**SELECTED PASSAGE**
______________________________

The projection 92 is arranged, in the radial direction of the annular portion 64, between the annular portion 64 and the set of the bulging surface 252 of the main body 25 and the bulging surface 262 of the closing portion 26. Thus, the cutout 95 is arranged at a position farther from the bulging surface 252 of the main body 25 than the projection 92 and vertically above the projection 92.

The projection 92 includes a first plate portion 92a, which has a curved plate shape, and a second plate portion 92b, which has a flat plate shape. The first plate portion 92a is continuous with the first connection surface 913d. The second plate portion 92b is continuous with the second connection surface 914d. The end of the first plate portion 92a that is on the opposite side to the first connection surface 913d is continuous with the end of the second plate portion 92b that is on the opposite side to the second connection surface 914d. The length in the projection direction of the first plate portion 92a from the partition body 91 is the same as the length in the projection direction of the second plate portion 92b from the partition body 91. The thickness of the first plate portion 92a is the same as that of the second plate portion 92b.

As shown in FIG. 2, the end of the second plate portion 92b on the side opposite to the partition body 91 is located at a position overlapping the oil discharging hole 117a in the radial direction of the annular portion 64. Accordingly, the projection 92 is arranged, in the radial direction of the annular portion 64, between the inner circumferential surface of the speed increaser housing 23 and the annular portion 64 and arranged at a position opposed to the oil discharging hole 117a.

In the speed-increaser chamber S2, the region that is defined between the partition body 91 and the ring member 62 in the axial direction of the annular portion 64 and between the projection 92 and the ring member 62 in the radial direction of the annular portion 64 will be referred to as a stirring region 96. Also, in the speed-increaser chamber S2, the region that is defined between the partition body 91 and the bottom 24 of the main body 25 in the axial direction of the annular portion 64 and between the projection 92 and the inner circumferential surface of the speed increaser housing 23 in the radial direction of the annular portion 64 will be referred to as a storage region 97.

______________________________

**GIVEN INFORMATION**
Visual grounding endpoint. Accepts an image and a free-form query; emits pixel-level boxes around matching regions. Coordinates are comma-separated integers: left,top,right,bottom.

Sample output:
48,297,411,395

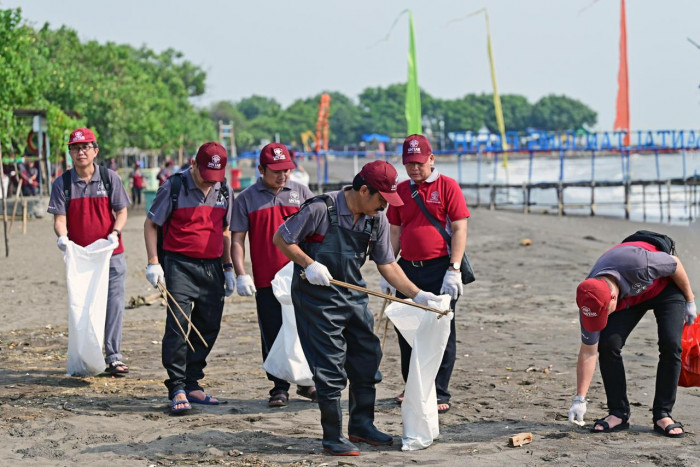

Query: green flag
406,10,423,135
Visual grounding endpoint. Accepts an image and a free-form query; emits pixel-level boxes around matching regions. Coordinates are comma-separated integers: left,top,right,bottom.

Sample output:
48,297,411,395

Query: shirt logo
207,154,221,170
272,148,286,161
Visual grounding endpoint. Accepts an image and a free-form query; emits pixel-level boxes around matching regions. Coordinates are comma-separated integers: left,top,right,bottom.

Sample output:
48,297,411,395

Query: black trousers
162,253,224,399
255,287,290,395
396,256,457,402
598,283,685,420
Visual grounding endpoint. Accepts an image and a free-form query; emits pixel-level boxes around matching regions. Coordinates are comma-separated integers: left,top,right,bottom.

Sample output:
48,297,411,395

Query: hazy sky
5,0,700,130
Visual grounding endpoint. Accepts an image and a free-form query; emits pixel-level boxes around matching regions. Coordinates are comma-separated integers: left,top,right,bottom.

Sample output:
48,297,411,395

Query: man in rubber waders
569,241,697,438
273,161,439,456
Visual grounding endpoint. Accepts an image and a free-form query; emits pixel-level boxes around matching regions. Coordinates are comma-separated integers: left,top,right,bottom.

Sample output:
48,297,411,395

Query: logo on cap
207,154,221,170
272,148,286,161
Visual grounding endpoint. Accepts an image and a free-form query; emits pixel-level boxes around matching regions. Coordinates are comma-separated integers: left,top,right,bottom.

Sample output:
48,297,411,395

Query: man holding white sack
231,143,316,407
48,128,130,375
273,161,440,456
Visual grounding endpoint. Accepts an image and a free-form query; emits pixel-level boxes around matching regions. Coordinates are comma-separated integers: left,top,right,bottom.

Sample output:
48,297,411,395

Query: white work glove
56,235,69,251
569,396,586,426
146,264,165,288
440,269,464,300
413,290,440,306
685,300,698,326
107,233,119,248
304,261,333,286
379,274,396,295
224,269,236,297
236,274,257,297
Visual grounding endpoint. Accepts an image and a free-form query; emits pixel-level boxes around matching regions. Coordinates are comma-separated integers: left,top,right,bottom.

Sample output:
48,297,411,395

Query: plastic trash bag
384,295,453,451
63,238,117,376
262,261,314,386
678,320,700,388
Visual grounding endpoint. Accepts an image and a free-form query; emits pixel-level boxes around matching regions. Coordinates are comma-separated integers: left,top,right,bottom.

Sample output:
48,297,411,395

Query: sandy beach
0,197,700,466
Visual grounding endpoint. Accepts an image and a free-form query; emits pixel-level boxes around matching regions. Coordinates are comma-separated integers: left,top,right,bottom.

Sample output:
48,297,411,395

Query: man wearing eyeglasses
48,128,131,376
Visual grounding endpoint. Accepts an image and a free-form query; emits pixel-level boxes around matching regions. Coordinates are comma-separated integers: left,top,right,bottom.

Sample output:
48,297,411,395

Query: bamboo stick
158,281,209,350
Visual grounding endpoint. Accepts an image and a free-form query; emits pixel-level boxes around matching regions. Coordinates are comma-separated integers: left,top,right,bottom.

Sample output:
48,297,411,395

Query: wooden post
22,196,27,234
557,184,564,217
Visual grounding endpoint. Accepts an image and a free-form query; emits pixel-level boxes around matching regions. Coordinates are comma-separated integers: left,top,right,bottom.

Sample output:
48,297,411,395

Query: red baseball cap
260,143,296,170
68,128,97,145
359,161,403,206
576,279,612,332
195,141,226,182
401,135,433,165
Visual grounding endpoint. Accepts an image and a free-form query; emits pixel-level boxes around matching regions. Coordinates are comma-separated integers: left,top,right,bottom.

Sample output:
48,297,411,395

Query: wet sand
0,196,700,466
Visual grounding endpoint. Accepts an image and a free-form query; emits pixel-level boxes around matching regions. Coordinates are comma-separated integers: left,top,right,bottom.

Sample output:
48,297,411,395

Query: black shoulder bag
411,184,476,285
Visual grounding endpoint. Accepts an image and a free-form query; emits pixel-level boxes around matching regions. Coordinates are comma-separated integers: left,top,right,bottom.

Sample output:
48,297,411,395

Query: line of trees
0,9,597,156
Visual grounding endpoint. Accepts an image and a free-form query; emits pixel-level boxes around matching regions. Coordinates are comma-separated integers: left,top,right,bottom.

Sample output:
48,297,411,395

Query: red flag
613,0,630,146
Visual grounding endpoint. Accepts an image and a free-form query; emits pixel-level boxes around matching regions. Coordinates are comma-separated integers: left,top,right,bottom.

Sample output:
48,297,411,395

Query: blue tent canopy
362,133,391,143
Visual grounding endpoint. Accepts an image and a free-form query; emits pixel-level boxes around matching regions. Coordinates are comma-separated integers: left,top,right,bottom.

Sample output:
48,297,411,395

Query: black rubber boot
348,388,394,446
318,400,360,456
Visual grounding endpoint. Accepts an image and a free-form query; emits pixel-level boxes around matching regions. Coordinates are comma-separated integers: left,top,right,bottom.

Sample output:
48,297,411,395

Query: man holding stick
273,161,439,456
144,142,235,414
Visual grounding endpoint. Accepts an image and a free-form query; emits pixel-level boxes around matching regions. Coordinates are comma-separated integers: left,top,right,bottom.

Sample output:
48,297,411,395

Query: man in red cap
273,161,439,456
380,135,469,413
144,142,235,414
231,143,316,407
48,128,129,375
569,241,697,438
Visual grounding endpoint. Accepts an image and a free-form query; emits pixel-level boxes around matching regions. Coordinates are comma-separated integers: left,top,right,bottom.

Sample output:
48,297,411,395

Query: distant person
569,236,697,438
143,142,235,414
157,159,173,186
231,143,316,407
129,161,143,206
380,135,469,413
48,128,129,375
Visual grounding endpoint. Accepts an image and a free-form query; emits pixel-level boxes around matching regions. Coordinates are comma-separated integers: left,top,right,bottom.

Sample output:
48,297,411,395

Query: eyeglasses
68,144,94,154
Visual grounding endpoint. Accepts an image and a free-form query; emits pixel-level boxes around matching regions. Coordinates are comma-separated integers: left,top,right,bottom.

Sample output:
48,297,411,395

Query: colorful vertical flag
613,0,630,146
406,10,423,135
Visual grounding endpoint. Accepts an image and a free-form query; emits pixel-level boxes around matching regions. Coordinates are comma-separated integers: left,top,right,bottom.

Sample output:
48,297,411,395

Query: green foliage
0,10,216,156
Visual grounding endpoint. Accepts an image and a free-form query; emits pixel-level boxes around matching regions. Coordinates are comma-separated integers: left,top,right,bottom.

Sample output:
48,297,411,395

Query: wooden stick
374,299,389,334
330,279,450,316
158,281,209,348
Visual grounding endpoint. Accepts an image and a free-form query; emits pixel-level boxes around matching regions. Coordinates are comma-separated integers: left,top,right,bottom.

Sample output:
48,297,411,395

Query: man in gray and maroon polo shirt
48,128,130,375
144,142,235,414
231,143,316,407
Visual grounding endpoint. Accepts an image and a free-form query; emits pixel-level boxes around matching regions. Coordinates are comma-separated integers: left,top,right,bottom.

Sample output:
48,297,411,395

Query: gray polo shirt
279,186,395,265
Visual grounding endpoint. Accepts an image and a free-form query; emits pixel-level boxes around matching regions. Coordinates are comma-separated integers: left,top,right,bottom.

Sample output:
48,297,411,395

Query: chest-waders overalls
292,197,392,453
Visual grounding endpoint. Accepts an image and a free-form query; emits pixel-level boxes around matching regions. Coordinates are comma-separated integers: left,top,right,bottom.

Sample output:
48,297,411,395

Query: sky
0,0,700,131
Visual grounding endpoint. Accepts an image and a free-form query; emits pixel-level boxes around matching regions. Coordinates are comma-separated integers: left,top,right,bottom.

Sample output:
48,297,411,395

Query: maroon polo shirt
147,169,233,259
48,164,131,255
231,178,314,289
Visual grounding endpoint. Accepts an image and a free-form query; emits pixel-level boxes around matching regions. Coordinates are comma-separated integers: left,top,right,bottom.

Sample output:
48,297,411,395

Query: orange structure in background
316,92,331,152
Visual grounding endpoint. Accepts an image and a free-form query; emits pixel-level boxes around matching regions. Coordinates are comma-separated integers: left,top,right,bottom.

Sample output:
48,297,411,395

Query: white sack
384,295,453,451
63,238,117,376
262,261,314,386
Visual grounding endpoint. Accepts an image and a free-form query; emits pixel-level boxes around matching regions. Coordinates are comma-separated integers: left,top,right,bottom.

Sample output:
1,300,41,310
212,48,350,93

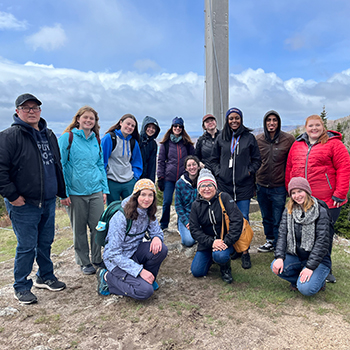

______________________________

**PROMPT**
From the passage about the speed increaser's projection, copy out the text between "The projection 92 includes" and "plate portion 92b.", inclusive.

**WRITTEN REPLY**
The projection 92 includes a first plate portion 92a, which has a curved plate shape, and a second plate portion 92b, which has a flat plate shape. The first plate portion 92a is continuous with the first connection surface 913d. The second plate portion 92b is continuous with the second connection surface 914d. The end of the first plate portion 92a that is on the opposite side to the first connection surface 913d is continuous with the end of the second plate portion 92b that is on the opposite side to the second connection surface 914d. The length in the projection direction of the first plate portion 92a from the partition body 91 is the same as the length in the projection direction of the second plate portion 92b from the partition body 91. The thickness of the first plate portion 92a is the same as that of the second plate portion 92b.